## TASK TO COMPLETE:
Here are some records. Copy each one exactly.

## RECORDS FOR THIS TASK:
####

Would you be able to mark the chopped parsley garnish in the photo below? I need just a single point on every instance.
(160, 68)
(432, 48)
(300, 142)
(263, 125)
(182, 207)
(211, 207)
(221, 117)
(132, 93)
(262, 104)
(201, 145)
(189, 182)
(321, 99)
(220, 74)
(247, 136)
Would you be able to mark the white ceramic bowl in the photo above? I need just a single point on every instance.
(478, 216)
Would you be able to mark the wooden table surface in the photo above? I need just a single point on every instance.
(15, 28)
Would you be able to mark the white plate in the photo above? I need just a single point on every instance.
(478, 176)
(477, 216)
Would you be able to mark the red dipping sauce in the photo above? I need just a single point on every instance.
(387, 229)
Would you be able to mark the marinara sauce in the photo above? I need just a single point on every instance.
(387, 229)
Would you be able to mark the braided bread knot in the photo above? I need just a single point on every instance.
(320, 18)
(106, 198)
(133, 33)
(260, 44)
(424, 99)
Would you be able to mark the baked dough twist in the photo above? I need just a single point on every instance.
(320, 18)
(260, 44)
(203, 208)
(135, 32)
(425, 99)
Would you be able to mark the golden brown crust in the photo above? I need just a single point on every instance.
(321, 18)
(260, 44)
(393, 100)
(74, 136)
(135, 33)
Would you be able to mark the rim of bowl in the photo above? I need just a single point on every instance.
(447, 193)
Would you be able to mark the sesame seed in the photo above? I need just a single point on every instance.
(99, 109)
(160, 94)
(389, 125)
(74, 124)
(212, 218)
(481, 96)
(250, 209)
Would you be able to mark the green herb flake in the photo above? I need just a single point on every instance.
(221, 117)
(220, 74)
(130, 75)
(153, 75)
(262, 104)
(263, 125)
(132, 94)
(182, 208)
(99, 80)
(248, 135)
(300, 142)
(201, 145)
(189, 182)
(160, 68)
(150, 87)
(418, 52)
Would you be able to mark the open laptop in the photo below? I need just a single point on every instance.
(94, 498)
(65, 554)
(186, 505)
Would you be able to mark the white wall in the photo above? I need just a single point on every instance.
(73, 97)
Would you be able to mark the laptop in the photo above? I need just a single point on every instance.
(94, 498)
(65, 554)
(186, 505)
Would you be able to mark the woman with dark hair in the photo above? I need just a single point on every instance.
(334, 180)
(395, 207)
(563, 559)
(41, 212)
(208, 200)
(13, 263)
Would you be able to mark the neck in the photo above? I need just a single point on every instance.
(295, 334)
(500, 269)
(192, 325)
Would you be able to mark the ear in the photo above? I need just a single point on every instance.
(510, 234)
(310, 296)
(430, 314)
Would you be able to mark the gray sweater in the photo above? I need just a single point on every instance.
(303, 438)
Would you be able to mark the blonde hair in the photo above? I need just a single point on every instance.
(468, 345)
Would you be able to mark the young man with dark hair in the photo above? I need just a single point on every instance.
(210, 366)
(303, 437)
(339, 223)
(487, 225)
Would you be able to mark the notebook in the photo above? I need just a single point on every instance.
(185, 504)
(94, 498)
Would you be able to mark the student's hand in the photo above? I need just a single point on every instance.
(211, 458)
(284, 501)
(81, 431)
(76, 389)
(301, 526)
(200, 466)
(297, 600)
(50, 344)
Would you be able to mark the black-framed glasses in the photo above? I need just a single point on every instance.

####

## WRITTEN ANSWER:
Would you be able to mark the chopped parsley garnish in the photo below? I need just a single point on every instance.
(160, 68)
(432, 48)
(300, 142)
(263, 125)
(182, 207)
(211, 207)
(221, 117)
(132, 93)
(262, 104)
(201, 145)
(189, 182)
(321, 99)
(220, 74)
(247, 136)
Would you be able to mark the white ceramic bowl in the photo above? I need just a single point on every instance.
(478, 216)
Would you be able to mark the wooden table surface in the photo above? I need just a single point on every instance.
(15, 28)
Would you be able to mark the white plate in the photo above? I need just a single point on every instance.
(478, 176)
(477, 216)
Would you be able to mark the red dipping sauce in the photo above? I need just a single point on every instance.
(387, 229)
Would you be able to mark the marinara sauce in the photo above? I need just a single point on every instance.
(387, 229)
Would you be able to mark the braided bread knot in the photo above? I need just a single point on every instance.
(320, 18)
(106, 198)
(133, 33)
(260, 44)
(424, 99)
Would you be able to mark the baked dough twist in the photo above? I need just a single point on every instance.
(320, 18)
(260, 44)
(203, 208)
(135, 32)
(425, 99)
Would you be able to mark the golden brown crust in the photo above? I need just a single point on every instance.
(321, 18)
(260, 44)
(393, 100)
(74, 136)
(135, 33)
Would you be able to mark the rim of bowl in the photo above? I need just a single point on every instance.
(447, 193)
Would you be able to mark the sesame seed in the photo above? I need just a single point on every instance.
(99, 109)
(160, 94)
(389, 125)
(74, 124)
(212, 218)
(481, 96)
(250, 209)
Would you be able to mark the green herb flake in the photo above? I need just a single point on every instance.
(221, 117)
(220, 74)
(130, 75)
(153, 75)
(262, 104)
(263, 125)
(132, 94)
(182, 208)
(99, 80)
(248, 135)
(300, 142)
(201, 145)
(189, 182)
(160, 68)
(150, 87)
(418, 52)
Would you be able to mark the open laptop in the photo below? I need just a single point on every instance.
(94, 498)
(65, 554)
(186, 505)
Would you be able to mark the white wall in the photo above? I need just a single point on every instance.
(73, 97)
Would you be able to mark the laptop in the photo above? I need just a single point on every instance.
(94, 498)
(65, 554)
(186, 505)
Would you be able to mark the woman with dark hair in the photo above? I need just a single point on every instance.
(334, 180)
(395, 207)
(563, 559)
(41, 212)
(208, 200)
(13, 263)
Would you be able to mark the neck in the photo above? I need just a single point on every instance.
(295, 334)
(500, 269)
(192, 325)
Would you be able to mark the ear in the photo above? I need just a single point on every instance.
(510, 234)
(310, 296)
(430, 314)
Would you be able to mark the gray sweater in the photo above? I need just a single point on every instance.
(303, 438)
Would you be able to mark the blonde hair in the photo above? I need just a single point on every instance.
(468, 345)
Would you be able to mark the young man with dark hair in the photo above? I need just a single point on every instance.
(210, 366)
(303, 437)
(339, 223)
(487, 225)
Would you be able to mark the notebook in the photo above? I need just a single point on every instance.
(185, 504)
(94, 498)
Would you be able to mark the student's hand in the photo above? I need just a single point on every instance.
(211, 458)
(284, 501)
(81, 431)
(76, 389)
(301, 526)
(200, 466)
(297, 600)
(50, 344)
Would you be able to mark the black-framed glasses in the photo above? I need just a single point on every instance.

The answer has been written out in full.